Input rows »
┌──

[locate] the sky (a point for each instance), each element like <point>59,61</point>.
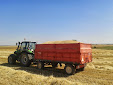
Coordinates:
<point>87,21</point>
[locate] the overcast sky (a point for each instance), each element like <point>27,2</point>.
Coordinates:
<point>88,21</point>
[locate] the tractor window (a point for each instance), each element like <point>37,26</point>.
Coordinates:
<point>32,45</point>
<point>23,46</point>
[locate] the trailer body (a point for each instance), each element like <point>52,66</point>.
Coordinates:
<point>78,53</point>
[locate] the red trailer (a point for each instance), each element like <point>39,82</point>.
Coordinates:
<point>74,56</point>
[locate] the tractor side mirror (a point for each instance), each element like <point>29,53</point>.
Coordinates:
<point>19,43</point>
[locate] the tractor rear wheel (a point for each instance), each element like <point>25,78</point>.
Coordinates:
<point>54,65</point>
<point>24,60</point>
<point>12,59</point>
<point>40,65</point>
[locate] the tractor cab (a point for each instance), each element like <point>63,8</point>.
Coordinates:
<point>26,46</point>
<point>24,53</point>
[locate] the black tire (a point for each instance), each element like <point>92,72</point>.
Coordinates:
<point>24,60</point>
<point>69,69</point>
<point>40,65</point>
<point>82,69</point>
<point>54,65</point>
<point>12,59</point>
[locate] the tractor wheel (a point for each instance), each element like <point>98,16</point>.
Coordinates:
<point>54,65</point>
<point>40,65</point>
<point>82,69</point>
<point>69,69</point>
<point>24,60</point>
<point>12,59</point>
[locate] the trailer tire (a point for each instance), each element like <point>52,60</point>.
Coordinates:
<point>24,60</point>
<point>69,69</point>
<point>40,65</point>
<point>54,65</point>
<point>82,69</point>
<point>12,59</point>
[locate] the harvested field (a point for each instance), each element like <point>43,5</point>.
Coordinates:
<point>99,72</point>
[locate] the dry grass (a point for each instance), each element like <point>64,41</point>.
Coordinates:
<point>99,72</point>
<point>61,42</point>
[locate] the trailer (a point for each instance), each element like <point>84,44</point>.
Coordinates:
<point>74,56</point>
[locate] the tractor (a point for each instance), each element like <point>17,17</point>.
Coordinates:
<point>23,54</point>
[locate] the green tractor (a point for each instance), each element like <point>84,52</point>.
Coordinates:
<point>24,53</point>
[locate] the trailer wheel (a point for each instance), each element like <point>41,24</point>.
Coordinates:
<point>54,65</point>
<point>82,69</point>
<point>40,65</point>
<point>12,59</point>
<point>24,60</point>
<point>69,69</point>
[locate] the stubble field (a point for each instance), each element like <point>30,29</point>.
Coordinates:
<point>99,72</point>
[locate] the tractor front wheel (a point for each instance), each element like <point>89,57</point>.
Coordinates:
<point>24,60</point>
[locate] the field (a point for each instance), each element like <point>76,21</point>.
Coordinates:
<point>99,72</point>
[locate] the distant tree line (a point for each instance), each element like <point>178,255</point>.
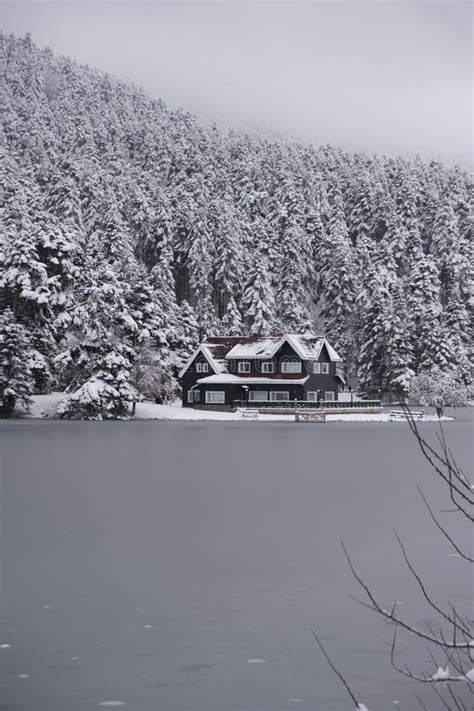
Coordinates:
<point>129,232</point>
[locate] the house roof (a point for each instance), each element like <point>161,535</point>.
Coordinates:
<point>242,379</point>
<point>217,350</point>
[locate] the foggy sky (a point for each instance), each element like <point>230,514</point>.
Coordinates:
<point>382,76</point>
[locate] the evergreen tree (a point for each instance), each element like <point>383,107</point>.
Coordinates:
<point>258,302</point>
<point>16,379</point>
<point>108,393</point>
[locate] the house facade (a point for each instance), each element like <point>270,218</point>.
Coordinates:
<point>225,372</point>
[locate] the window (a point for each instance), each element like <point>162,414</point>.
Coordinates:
<point>259,395</point>
<point>291,367</point>
<point>215,397</point>
<point>279,395</point>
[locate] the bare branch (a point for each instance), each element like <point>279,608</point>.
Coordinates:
<point>443,531</point>
<point>376,607</point>
<point>335,670</point>
<point>422,587</point>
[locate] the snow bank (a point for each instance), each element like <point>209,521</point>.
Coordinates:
<point>380,417</point>
<point>45,405</point>
<point>150,411</point>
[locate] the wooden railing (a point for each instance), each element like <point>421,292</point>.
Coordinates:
<point>308,404</point>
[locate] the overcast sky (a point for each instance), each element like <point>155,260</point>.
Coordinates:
<point>383,76</point>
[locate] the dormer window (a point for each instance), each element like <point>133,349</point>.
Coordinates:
<point>291,366</point>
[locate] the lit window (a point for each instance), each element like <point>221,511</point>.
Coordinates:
<point>259,395</point>
<point>215,397</point>
<point>291,367</point>
<point>279,395</point>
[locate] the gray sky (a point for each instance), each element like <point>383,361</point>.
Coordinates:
<point>383,76</point>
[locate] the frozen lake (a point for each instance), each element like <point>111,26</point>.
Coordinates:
<point>181,565</point>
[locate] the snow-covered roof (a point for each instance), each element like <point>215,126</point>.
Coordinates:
<point>258,347</point>
<point>242,379</point>
<point>218,350</point>
<point>206,352</point>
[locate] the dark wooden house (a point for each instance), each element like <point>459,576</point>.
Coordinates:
<point>226,372</point>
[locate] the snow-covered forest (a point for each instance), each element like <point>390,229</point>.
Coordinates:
<point>130,231</point>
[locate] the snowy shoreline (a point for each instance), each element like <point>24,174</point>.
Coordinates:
<point>44,406</point>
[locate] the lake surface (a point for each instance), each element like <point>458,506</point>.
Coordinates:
<point>181,565</point>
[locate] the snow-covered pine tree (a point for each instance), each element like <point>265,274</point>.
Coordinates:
<point>16,378</point>
<point>258,301</point>
<point>109,393</point>
<point>293,285</point>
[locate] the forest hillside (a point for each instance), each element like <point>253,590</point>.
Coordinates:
<point>128,232</point>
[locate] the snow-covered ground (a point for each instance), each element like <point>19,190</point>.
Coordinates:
<point>45,405</point>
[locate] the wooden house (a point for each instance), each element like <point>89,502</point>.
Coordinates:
<point>226,372</point>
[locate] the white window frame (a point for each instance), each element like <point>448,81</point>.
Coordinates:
<point>275,393</point>
<point>291,366</point>
<point>211,397</point>
<point>262,396</point>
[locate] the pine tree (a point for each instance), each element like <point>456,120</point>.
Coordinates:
<point>258,301</point>
<point>293,296</point>
<point>16,379</point>
<point>108,393</point>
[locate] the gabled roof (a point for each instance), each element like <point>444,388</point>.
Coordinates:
<point>217,350</point>
<point>207,353</point>
<point>308,347</point>
<point>229,378</point>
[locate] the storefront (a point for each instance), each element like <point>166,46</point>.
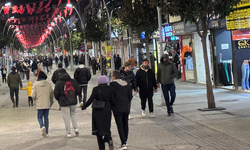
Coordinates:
<point>238,25</point>
<point>198,73</point>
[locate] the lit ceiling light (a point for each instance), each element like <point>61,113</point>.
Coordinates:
<point>7,4</point>
<point>69,5</point>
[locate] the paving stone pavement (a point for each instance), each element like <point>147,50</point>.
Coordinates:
<point>19,129</point>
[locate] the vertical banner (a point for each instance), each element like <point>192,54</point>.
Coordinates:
<point>108,52</point>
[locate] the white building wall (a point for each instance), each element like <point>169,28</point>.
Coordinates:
<point>199,58</point>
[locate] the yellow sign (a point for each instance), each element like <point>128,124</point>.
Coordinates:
<point>108,52</point>
<point>238,19</point>
<point>243,44</point>
<point>243,3</point>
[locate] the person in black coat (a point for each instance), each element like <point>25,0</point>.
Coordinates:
<point>123,97</point>
<point>34,66</point>
<point>82,75</point>
<point>101,118</point>
<point>66,62</point>
<point>118,63</point>
<point>55,76</point>
<point>146,82</point>
<point>68,111</point>
<point>94,65</point>
<point>22,70</point>
<point>61,58</point>
<point>3,72</point>
<point>56,60</point>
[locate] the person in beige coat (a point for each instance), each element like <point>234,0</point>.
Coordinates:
<point>42,93</point>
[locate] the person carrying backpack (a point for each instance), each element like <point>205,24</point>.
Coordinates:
<point>66,91</point>
<point>82,75</point>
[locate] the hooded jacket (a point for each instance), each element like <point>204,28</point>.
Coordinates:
<point>82,75</point>
<point>59,89</point>
<point>123,95</point>
<point>166,71</point>
<point>145,79</point>
<point>14,80</point>
<point>42,93</point>
<point>28,88</point>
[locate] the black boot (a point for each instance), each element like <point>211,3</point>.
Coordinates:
<point>171,110</point>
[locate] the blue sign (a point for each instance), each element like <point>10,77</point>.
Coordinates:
<point>168,29</point>
<point>143,35</point>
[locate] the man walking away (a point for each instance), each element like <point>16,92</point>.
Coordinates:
<point>55,76</point>
<point>133,63</point>
<point>3,72</point>
<point>82,75</point>
<point>146,82</point>
<point>34,66</point>
<point>121,109</point>
<point>56,60</point>
<point>42,93</point>
<point>14,80</point>
<point>128,76</point>
<point>165,76</point>
<point>66,91</point>
<point>118,63</point>
<point>94,65</point>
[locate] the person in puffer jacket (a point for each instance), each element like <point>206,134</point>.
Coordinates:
<point>123,96</point>
<point>42,93</point>
<point>165,76</point>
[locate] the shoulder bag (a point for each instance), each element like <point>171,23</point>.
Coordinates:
<point>98,104</point>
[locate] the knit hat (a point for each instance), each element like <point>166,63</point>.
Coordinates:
<point>103,80</point>
<point>42,75</point>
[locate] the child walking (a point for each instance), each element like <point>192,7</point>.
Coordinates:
<point>29,90</point>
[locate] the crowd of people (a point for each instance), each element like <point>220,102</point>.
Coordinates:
<point>107,97</point>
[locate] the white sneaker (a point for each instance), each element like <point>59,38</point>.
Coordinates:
<point>152,115</point>
<point>76,132</point>
<point>123,147</point>
<point>43,131</point>
<point>68,135</point>
<point>143,113</point>
<point>81,104</point>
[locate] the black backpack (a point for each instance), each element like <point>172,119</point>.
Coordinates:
<point>69,92</point>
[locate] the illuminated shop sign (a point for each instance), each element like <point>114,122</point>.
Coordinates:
<point>239,18</point>
<point>243,44</point>
<point>168,29</point>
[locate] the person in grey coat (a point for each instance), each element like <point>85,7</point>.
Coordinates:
<point>165,76</point>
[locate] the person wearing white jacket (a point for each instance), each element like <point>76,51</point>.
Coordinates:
<point>42,93</point>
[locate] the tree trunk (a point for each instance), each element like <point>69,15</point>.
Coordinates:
<point>100,57</point>
<point>210,94</point>
<point>123,53</point>
<point>147,50</point>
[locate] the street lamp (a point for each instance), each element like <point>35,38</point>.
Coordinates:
<point>61,37</point>
<point>109,18</point>
<point>69,5</point>
<point>7,23</point>
<point>6,4</point>
<point>50,28</point>
<point>70,45</point>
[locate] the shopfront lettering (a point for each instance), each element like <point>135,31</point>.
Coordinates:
<point>243,44</point>
<point>239,19</point>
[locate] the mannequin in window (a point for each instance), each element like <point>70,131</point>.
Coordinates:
<point>189,61</point>
<point>245,74</point>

└──

What to produce » Reproduce every line of the records verbatim, from the line that contains "[locate] the white building" down to the line that contains "<point>243,3</point>", including both of those lines.

Written answer »
[locate] the white building wall (a point for each instance), each element like <point>169,28</point>.
Coordinates:
<point>199,58</point>
[locate] the yellow sign (a point for each instance), each element like <point>128,124</point>.
Coordinates:
<point>108,52</point>
<point>238,19</point>
<point>243,44</point>
<point>243,3</point>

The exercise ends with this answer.